- _What is being asked_
Look at every line below and count those containing "jacket". Answer with the number only.

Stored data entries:
---

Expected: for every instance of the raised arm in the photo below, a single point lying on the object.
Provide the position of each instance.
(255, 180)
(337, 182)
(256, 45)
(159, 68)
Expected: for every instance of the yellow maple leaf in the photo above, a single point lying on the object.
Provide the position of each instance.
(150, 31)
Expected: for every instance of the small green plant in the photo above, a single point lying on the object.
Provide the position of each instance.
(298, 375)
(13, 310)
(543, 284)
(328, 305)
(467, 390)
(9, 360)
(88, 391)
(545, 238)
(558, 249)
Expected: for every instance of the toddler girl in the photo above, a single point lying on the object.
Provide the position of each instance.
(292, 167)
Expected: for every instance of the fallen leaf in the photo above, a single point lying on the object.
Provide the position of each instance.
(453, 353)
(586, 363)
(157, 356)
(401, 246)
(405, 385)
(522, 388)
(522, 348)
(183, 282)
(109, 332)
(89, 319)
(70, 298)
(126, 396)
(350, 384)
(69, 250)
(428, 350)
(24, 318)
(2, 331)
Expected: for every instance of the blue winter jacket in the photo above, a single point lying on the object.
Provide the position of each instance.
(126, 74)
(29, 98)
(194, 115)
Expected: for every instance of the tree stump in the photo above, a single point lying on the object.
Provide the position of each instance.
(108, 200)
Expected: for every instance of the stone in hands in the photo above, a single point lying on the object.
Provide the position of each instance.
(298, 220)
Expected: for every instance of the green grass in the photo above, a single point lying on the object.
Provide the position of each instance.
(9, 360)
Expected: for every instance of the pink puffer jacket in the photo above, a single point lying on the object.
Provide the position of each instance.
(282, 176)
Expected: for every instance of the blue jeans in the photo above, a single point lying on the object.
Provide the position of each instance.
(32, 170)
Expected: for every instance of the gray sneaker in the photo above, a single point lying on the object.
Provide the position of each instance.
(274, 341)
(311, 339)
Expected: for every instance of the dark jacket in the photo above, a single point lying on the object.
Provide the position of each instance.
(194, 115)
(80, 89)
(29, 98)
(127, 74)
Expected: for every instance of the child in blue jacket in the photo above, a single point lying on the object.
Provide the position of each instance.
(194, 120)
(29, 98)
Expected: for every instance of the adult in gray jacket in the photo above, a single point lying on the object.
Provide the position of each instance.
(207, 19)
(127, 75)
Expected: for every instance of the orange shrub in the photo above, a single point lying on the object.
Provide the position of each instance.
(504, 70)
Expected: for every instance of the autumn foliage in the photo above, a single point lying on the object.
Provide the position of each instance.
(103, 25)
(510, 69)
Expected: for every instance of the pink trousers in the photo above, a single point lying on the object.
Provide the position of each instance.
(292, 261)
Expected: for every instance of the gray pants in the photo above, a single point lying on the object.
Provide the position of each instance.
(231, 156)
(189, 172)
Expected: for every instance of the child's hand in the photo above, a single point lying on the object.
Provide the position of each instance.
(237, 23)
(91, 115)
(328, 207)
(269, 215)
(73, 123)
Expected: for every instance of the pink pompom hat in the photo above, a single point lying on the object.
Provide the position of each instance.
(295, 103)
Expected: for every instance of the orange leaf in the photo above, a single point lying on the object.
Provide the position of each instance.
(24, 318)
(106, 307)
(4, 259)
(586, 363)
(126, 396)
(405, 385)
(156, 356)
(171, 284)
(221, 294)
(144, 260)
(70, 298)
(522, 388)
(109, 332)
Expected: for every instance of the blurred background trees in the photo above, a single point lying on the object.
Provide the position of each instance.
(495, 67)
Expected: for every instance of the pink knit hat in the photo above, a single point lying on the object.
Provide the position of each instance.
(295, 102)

---

- _Output_
5